_How to complete this task_
Check each line of the material below for the string "tree" and reply with how many have it, nothing more.

** Opening Exercise material block **

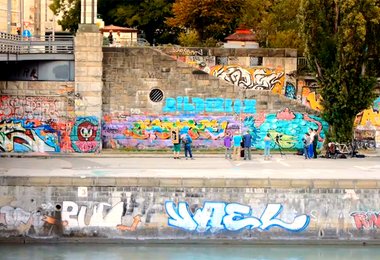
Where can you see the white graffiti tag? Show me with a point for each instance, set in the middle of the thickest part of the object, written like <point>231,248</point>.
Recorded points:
<point>219,216</point>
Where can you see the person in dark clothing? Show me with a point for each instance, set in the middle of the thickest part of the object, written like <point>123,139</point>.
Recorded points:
<point>247,139</point>
<point>186,140</point>
<point>315,143</point>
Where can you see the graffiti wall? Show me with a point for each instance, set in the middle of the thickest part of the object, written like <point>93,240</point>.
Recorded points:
<point>367,123</point>
<point>33,135</point>
<point>207,121</point>
<point>189,213</point>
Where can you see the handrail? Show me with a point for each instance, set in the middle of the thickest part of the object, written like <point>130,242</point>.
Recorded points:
<point>16,44</point>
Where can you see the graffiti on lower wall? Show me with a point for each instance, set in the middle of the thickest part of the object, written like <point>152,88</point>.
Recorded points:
<point>28,135</point>
<point>366,220</point>
<point>207,132</point>
<point>251,78</point>
<point>85,135</point>
<point>24,107</point>
<point>34,135</point>
<point>220,216</point>
<point>101,215</point>
<point>208,105</point>
<point>18,221</point>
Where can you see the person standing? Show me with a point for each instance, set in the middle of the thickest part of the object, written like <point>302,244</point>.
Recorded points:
<point>236,144</point>
<point>186,140</point>
<point>247,140</point>
<point>267,142</point>
<point>227,145</point>
<point>118,39</point>
<point>110,38</point>
<point>310,149</point>
<point>315,143</point>
<point>306,145</point>
<point>176,142</point>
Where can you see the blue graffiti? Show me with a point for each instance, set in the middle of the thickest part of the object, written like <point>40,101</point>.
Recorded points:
<point>220,216</point>
<point>376,104</point>
<point>290,91</point>
<point>24,135</point>
<point>208,105</point>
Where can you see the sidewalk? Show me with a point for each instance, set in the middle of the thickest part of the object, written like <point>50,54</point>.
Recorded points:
<point>148,154</point>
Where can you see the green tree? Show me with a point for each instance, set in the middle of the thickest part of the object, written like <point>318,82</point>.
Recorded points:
<point>70,10</point>
<point>189,39</point>
<point>147,15</point>
<point>274,21</point>
<point>342,38</point>
<point>209,18</point>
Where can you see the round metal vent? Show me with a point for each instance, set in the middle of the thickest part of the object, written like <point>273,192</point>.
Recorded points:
<point>156,95</point>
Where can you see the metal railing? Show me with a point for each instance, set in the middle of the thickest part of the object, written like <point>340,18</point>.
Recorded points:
<point>16,44</point>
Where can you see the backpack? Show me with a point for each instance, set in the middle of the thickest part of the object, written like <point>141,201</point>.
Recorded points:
<point>184,139</point>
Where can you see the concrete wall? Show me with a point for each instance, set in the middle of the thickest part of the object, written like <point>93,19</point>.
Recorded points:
<point>199,96</point>
<point>38,116</point>
<point>194,209</point>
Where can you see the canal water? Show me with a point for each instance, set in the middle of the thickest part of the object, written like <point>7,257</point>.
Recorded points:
<point>185,252</point>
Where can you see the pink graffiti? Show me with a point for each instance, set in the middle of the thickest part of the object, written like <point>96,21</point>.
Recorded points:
<point>43,108</point>
<point>308,118</point>
<point>366,220</point>
<point>285,114</point>
<point>87,147</point>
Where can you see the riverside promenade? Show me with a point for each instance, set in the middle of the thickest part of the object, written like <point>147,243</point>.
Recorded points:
<point>205,166</point>
<point>132,198</point>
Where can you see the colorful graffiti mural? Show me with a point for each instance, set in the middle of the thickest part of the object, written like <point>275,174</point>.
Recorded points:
<point>85,135</point>
<point>251,78</point>
<point>28,135</point>
<point>208,105</point>
<point>33,135</point>
<point>219,216</point>
<point>153,132</point>
<point>24,107</point>
<point>366,220</point>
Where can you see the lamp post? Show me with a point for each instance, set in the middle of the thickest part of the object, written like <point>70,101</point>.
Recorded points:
<point>22,16</point>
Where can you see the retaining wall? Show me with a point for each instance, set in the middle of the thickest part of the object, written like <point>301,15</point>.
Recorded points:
<point>174,209</point>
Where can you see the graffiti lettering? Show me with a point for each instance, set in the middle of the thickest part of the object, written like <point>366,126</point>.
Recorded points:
<point>42,108</point>
<point>366,220</point>
<point>218,216</point>
<point>200,105</point>
<point>75,216</point>
<point>249,78</point>
<point>86,135</point>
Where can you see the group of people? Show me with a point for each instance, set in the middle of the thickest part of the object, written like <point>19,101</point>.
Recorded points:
<point>234,143</point>
<point>310,142</point>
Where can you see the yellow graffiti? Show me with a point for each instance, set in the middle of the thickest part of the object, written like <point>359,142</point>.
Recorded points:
<point>314,101</point>
<point>285,141</point>
<point>368,117</point>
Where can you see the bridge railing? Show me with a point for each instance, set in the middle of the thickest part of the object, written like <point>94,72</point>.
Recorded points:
<point>16,44</point>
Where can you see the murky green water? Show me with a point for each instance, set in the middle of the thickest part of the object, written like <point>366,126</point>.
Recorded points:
<point>186,252</point>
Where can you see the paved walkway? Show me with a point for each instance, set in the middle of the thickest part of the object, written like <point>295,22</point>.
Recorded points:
<point>204,166</point>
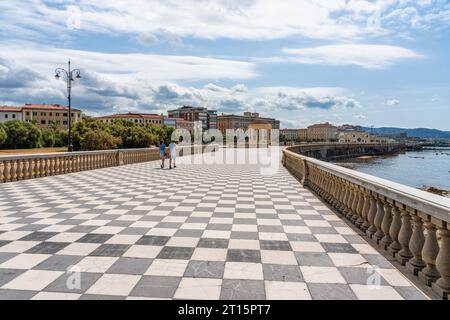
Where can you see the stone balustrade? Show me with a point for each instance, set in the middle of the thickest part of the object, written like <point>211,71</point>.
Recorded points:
<point>21,167</point>
<point>409,224</point>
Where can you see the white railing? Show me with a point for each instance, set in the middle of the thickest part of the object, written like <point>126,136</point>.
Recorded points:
<point>411,224</point>
<point>21,167</point>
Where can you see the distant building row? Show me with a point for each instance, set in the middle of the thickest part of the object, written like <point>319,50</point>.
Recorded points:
<point>43,115</point>
<point>326,132</point>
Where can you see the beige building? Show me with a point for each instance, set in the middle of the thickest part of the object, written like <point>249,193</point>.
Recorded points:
<point>354,137</point>
<point>234,122</point>
<point>290,134</point>
<point>42,115</point>
<point>325,132</point>
<point>303,135</point>
<point>10,113</point>
<point>260,132</point>
<point>47,116</point>
<point>144,118</point>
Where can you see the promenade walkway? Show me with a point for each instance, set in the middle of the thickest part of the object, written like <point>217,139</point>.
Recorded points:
<point>196,232</point>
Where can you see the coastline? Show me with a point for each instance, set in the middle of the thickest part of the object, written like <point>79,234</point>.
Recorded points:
<point>374,161</point>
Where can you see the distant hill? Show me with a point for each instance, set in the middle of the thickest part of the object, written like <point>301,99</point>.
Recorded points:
<point>416,133</point>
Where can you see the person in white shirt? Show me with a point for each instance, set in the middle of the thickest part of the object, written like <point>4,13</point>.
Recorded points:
<point>173,153</point>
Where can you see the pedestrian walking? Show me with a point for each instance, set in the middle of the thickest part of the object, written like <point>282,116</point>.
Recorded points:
<point>162,153</point>
<point>173,153</point>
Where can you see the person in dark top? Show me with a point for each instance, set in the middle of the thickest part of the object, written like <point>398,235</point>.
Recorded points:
<point>162,153</point>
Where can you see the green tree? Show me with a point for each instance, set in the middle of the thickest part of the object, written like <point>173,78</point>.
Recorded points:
<point>22,135</point>
<point>48,138</point>
<point>3,135</point>
<point>61,138</point>
<point>99,140</point>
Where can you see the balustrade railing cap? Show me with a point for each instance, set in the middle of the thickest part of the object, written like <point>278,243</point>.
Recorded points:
<point>78,153</point>
<point>428,203</point>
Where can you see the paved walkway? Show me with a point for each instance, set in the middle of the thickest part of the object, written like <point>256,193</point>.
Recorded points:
<point>196,232</point>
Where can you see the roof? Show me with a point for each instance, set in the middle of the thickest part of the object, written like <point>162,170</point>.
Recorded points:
<point>10,109</point>
<point>47,107</point>
<point>131,115</point>
<point>321,125</point>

** Closing Exercise material block **

_Written solution_
2